→ **Esercizio assegnato**
Disponi le righe dell'elenco seguente in una tabella Markdown con le colonne «Numero» e «Riga», escludendo le righe vuote. Non includere le immagini nella risposta.

═════ Elenco riportato

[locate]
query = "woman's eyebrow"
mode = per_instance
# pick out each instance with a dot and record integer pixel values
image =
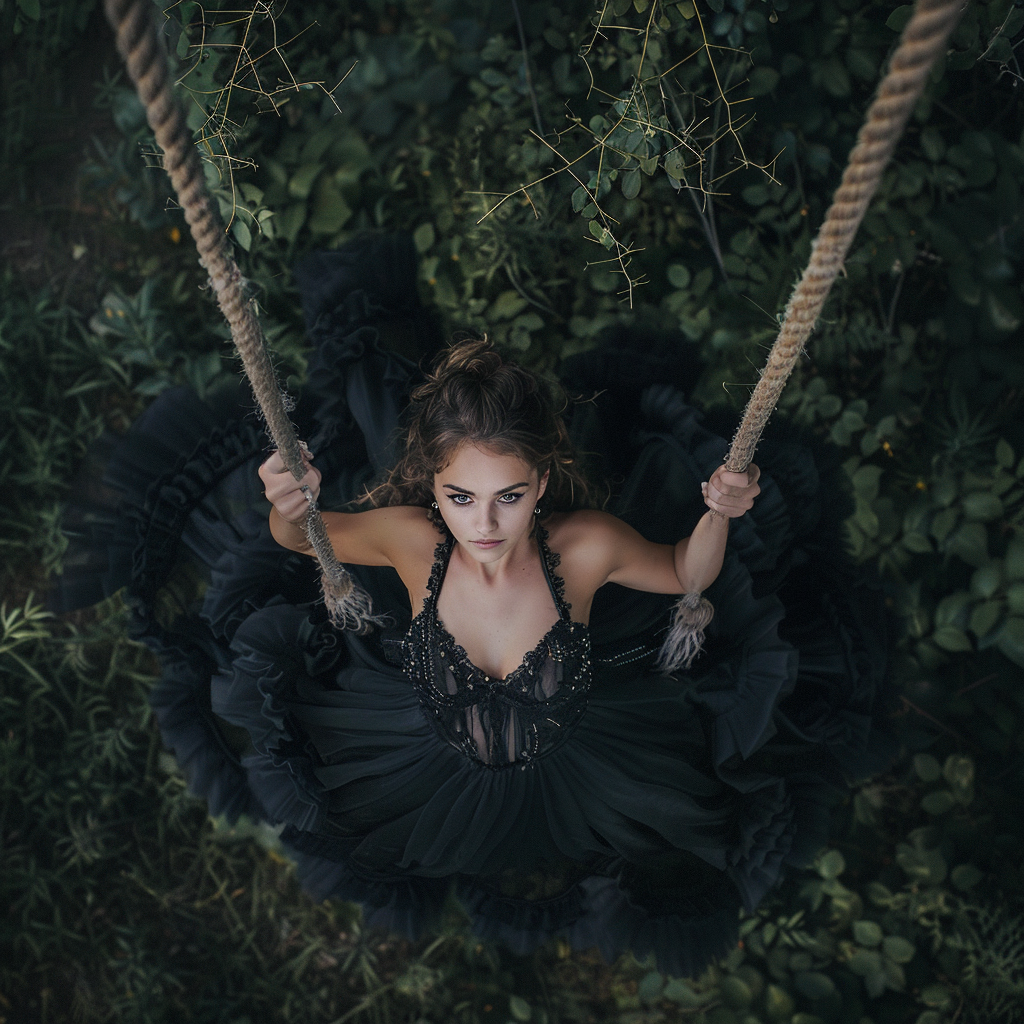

══════════

→ **Risposta scritta**
| Numero | Riga |
|---|---|
| 1 | [locate] |
| 2 | query = "woman's eyebrow" |
| 3 | mode = per_instance |
| 4 | # pick out each instance with a dot and record integer pixel values |
| 5 | image = |